Please copy, character for character, the part of the theater review that opens with the words "The thin thread" and closes with "of able talent.".

_Excerpted text_
# # # # # # #

Monday, Sep. 23, 1940

New Plays in Manhattan

Hold On to Your Hats (music & lyrics by Burton Lane & E. Y. Harburg, produced by Al Jolson & George Hale). Al Jolson has an anxiety complex. He is afraid that audiences will not like him. Last week he was reassured. After a nine-year stay in Hollywood, where his light was dimmed by the glare of kliegs on more popular faces, he returned to Broadway in a burst of triumph, was prodigally welcomed by a first-night crowd undismayed by an $8.80 top. The vehicle that brought Jolson back to the boards was a rowdy, expansive, old-fashioned musicomedy, with a book so improbable that it could be abandoned at pleasure without interrupting a walloping fine evening.

The thin thread of continuity that runs through Hold On to Your Hats is spun of the same stuff that has gone into most theatrical satires on radio. A timid aerial star known as the Lone Rider is enticed to a Western dude ranch, confronted with real bandits who scare the chaps off him until just before the finale, when he gets the drop on them all. Jaunty at 54, still tops at putting over a song or a story, Jolson gallops triumphantly through the part of the Lone Rider, accompanied by a whole rodeo of able talent.

Droll is the boisterous, pratt-fall comedy of Guernsey-bosomed, muskellunge-mouthed Martha Raye; hilarious the portrayals of Concho, the Lone Rider's Indian chum, by flap-eared, long-nosed Bert Gordon (Radio's "Mad Russian"), whose accent is as thick as borsch with sour cream. Filling in for Ruby Keeler, who left the company in Chicago when ex-Husband Jolson's ad-libbing got in her hair, neatly turned Eunice Healey steps with precision through a show-stopping tap.

Elegantly costumed by Raoul Pene du Bois, Hold On to Your Hats has plenty of fine dancing, if few memorable tunes. Best of the lot: There's a Great Day Coming, Manana, The World Is In My Arms. To wind up his show, Jolson abandons Composer Lane's score, whips into Mammy, Sonny Boy, Swanee, April Showers, many another ballad that he plugged in the '203. Kneeling, rolling his eyes, bleating the old speakeasy classics, Jolson manages by curtain time to draw a warm bath of Broadway nostalgia that would drown even Billy Rose.

Jupiter Laughs (by Dr. A. J. Cronin, produced by Warner Bros.). In his first play, Dr. Cronin (Hatter's Castle, The Citadel) dwells moodily on the hoary conflict between science and religion. Prime ingredients of his dramatic formula: an agnostic young medico who swears and leches, a lady physician who loves the Lord.

If Dr. Cronin's protagonists are standard stock, the rest of his cast is even more so. Painfully familiar are the kindly old doctor who plays solitaire, the desiccated matron in black who hatches plots, the wife of the sanatorium's chief who likes to have her virtue sullied by the hero of the piece. Reasonably well acted, Jupiter Laughs could be diagnosed as a sad case of dramatic leukemia.

# # # # # # #

_Data below_
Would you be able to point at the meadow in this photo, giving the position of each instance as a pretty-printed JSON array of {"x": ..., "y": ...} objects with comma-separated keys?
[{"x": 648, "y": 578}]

# # # # # # #

_Output for this task_
The thin thread of continuity that runs through Hold On to Your Hats is spun of the same stuff that has gone into most theatrical satires on radio. A timid aerial star known as the Lone Rider is enticed to a Western dude ranch, confronted with real bandits who scare the chaps off him until just before the finale, when he gets the drop on them all. Jaunty at 54, still tops at putting over a song or a story, Jolson gallops triumphantly through the part of the Lone Rider, accompanied by a whole rodeo of able talent.